====== Data section ======
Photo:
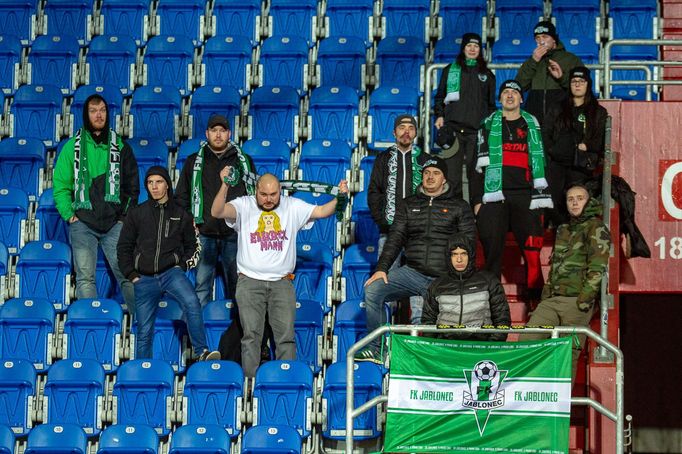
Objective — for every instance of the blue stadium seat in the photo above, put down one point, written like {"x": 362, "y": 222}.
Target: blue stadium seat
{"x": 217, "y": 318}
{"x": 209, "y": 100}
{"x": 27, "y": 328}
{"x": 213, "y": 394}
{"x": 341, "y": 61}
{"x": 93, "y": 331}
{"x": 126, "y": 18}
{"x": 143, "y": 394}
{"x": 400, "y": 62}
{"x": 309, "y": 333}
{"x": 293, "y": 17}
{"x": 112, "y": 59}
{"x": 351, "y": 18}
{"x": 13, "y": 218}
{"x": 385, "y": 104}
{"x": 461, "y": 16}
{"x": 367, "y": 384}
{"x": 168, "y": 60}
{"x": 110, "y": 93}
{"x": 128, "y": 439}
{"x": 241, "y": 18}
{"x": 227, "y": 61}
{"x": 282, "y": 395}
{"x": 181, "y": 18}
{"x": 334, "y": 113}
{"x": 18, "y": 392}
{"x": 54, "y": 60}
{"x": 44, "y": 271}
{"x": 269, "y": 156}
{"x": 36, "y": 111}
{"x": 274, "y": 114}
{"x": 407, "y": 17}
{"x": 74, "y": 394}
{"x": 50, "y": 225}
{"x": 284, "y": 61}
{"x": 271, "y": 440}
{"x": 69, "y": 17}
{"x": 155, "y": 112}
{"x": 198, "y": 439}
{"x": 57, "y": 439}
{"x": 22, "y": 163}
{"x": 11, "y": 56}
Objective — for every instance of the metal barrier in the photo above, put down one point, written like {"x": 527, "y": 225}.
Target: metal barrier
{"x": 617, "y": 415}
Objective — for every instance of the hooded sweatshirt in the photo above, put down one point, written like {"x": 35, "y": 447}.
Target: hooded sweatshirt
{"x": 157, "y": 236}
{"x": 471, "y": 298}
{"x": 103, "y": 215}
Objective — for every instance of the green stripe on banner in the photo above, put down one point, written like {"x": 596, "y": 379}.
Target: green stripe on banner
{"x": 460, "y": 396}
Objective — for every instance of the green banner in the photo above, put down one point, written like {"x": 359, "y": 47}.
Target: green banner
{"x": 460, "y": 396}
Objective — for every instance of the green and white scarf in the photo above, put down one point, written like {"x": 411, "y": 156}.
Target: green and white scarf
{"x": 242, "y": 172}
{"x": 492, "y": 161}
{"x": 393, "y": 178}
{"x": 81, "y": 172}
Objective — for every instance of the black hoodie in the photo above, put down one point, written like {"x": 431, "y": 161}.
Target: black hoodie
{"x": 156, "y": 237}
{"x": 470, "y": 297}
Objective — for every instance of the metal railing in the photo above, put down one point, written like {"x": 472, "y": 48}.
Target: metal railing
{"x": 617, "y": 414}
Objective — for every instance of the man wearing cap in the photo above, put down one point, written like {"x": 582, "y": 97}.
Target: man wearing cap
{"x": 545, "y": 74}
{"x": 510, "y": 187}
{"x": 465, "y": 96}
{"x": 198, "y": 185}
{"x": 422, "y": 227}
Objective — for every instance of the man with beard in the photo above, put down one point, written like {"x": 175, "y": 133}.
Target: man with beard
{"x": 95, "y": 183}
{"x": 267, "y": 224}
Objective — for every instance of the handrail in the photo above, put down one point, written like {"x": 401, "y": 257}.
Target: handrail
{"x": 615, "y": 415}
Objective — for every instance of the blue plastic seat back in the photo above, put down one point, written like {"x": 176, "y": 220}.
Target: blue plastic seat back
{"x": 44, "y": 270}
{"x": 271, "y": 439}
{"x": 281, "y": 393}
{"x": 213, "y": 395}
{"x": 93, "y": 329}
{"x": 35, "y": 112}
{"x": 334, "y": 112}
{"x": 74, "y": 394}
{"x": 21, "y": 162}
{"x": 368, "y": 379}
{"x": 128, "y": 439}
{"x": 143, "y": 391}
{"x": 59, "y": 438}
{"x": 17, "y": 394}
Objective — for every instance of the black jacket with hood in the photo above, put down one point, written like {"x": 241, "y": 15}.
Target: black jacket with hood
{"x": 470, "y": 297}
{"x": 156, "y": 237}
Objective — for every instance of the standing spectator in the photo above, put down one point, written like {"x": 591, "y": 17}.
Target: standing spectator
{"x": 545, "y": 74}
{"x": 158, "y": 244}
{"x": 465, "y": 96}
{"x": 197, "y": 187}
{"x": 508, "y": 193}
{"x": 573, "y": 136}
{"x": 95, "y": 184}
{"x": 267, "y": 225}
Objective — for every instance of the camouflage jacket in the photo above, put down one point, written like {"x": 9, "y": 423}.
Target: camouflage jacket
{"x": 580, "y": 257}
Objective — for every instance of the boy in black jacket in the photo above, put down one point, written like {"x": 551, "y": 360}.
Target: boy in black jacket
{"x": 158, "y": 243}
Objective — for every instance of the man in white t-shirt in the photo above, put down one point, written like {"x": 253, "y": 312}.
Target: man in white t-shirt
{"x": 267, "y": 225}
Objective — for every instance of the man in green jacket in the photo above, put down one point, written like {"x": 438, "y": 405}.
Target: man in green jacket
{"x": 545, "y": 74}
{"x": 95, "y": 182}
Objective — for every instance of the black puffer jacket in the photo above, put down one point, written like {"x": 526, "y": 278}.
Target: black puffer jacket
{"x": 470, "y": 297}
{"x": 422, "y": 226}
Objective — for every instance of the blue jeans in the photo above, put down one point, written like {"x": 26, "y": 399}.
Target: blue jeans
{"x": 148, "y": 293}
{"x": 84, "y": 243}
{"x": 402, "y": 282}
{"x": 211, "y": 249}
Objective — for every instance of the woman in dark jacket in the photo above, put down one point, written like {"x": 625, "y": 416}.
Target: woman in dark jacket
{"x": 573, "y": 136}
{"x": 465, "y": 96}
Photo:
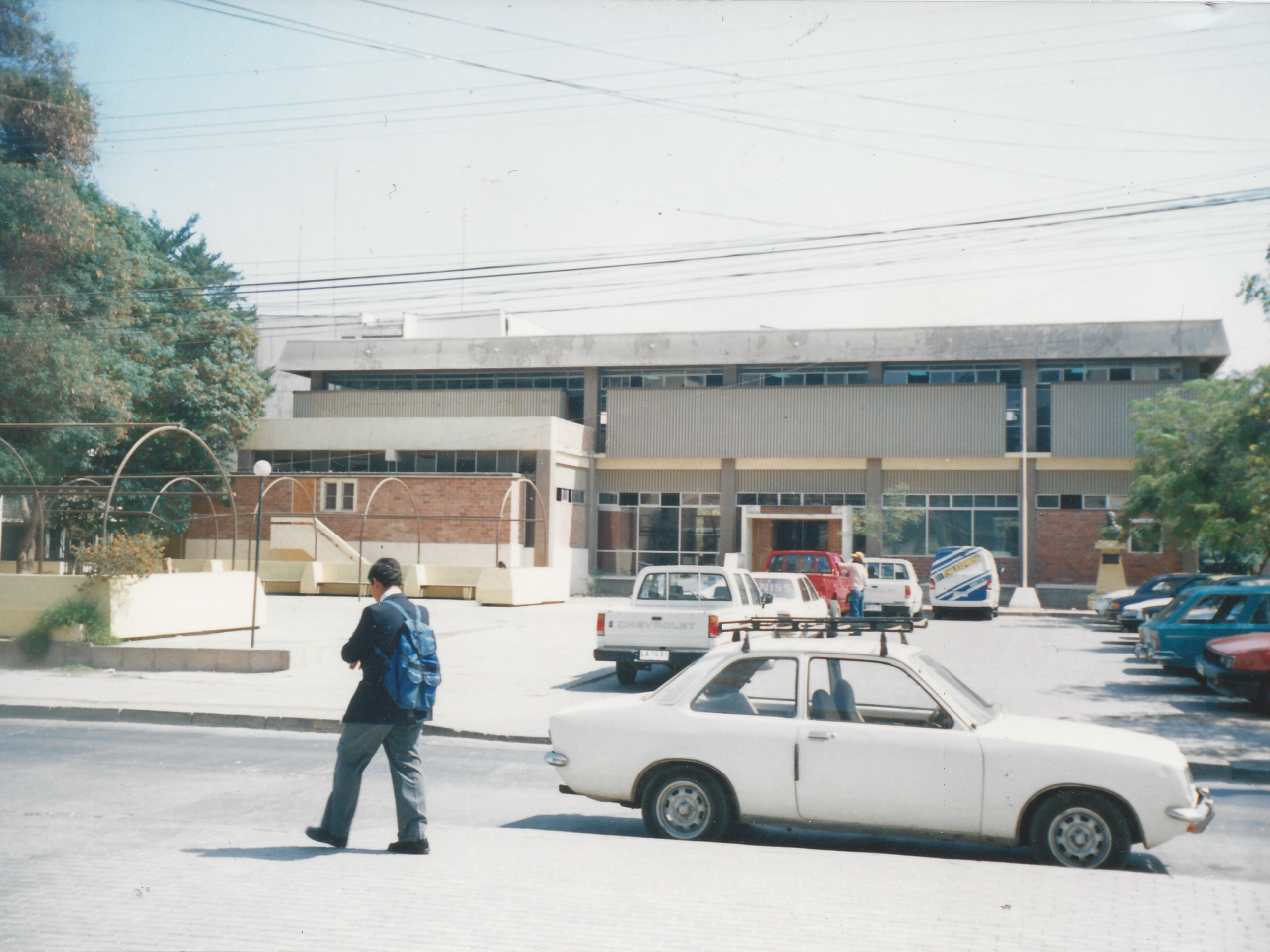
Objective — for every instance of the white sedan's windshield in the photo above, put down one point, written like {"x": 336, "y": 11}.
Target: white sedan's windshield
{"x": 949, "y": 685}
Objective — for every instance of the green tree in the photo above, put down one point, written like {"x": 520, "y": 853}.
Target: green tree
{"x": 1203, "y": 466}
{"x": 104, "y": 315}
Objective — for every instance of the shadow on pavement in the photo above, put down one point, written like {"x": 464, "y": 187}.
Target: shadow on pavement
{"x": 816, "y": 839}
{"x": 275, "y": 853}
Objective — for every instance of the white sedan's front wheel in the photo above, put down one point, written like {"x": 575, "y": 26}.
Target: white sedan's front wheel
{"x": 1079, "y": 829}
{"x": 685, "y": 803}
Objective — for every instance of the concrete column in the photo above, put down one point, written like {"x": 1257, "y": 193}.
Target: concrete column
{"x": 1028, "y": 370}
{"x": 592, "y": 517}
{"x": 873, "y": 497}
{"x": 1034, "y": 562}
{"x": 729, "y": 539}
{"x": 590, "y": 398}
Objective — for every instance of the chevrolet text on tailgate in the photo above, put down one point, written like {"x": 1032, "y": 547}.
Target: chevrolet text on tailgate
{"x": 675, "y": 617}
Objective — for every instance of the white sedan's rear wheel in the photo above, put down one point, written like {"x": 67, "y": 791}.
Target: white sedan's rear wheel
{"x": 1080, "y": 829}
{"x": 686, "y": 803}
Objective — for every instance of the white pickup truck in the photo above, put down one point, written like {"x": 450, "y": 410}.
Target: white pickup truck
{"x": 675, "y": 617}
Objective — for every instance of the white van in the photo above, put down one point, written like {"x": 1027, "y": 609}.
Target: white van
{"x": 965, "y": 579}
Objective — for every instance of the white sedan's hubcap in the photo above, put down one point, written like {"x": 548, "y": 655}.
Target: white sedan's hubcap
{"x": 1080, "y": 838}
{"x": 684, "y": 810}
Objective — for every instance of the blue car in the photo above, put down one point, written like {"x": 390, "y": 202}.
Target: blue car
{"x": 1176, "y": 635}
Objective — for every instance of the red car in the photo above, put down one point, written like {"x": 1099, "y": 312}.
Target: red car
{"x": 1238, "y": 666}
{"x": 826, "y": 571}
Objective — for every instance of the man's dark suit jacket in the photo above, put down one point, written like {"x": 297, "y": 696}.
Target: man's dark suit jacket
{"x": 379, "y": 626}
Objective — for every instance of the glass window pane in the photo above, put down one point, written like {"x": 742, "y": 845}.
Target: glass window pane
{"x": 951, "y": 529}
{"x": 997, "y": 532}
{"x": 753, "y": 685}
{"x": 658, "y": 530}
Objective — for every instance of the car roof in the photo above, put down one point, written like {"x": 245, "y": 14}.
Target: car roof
======
Print from the line containing "Objective — for every instance of the chevrolet" to the last line above, exactly as written.

Response below:
Objective — for every instance of the chevrolet text on tailgate in the photo above, put down one point, written like {"x": 1032, "y": 547}.
Target: chevrolet text on tailgate
{"x": 675, "y": 617}
Objective — for every instance of the white sedan's rear wheel in the photo above, put down one point, written like {"x": 67, "y": 791}.
Target: white sedan's rear wheel
{"x": 1080, "y": 829}
{"x": 686, "y": 803}
Objective — for every instance of the white pickup truck in the photo above, put down one point, written like {"x": 450, "y": 410}.
Target: white pickup truck
{"x": 675, "y": 617}
Objective — for every instance of the white van in the photo above, put down one point, written like {"x": 1027, "y": 609}.
Target: white van
{"x": 965, "y": 579}
Objective — for every instance of the white sedan's hubcap in the photo above, put down one point, written like {"x": 548, "y": 655}.
Target: white sedan's hubcap
{"x": 1080, "y": 838}
{"x": 684, "y": 810}
Objective — for every instance of the blue car in the photo above, put down one point, written like {"x": 390, "y": 202}.
Target: blue car
{"x": 1176, "y": 635}
Objective — for every instance of the red car in the photo above, put down one point, written like {"x": 1099, "y": 312}.
Target: red car
{"x": 1238, "y": 666}
{"x": 826, "y": 571}
Objective — for every instance of the man's dark suit jacket in the photo above, put down one point, written like {"x": 297, "y": 696}.
Target: man's dark suit jacket
{"x": 379, "y": 626}
Objective — for every instance of the glass window pane in the photo above, put down one point, written like {"x": 742, "y": 845}.
Target: glass window pane
{"x": 951, "y": 529}
{"x": 997, "y": 532}
{"x": 753, "y": 685}
{"x": 658, "y": 530}
Objective — for every instance of the car roof in the photo above, put down one point, written like {"x": 245, "y": 14}.
Target: car roof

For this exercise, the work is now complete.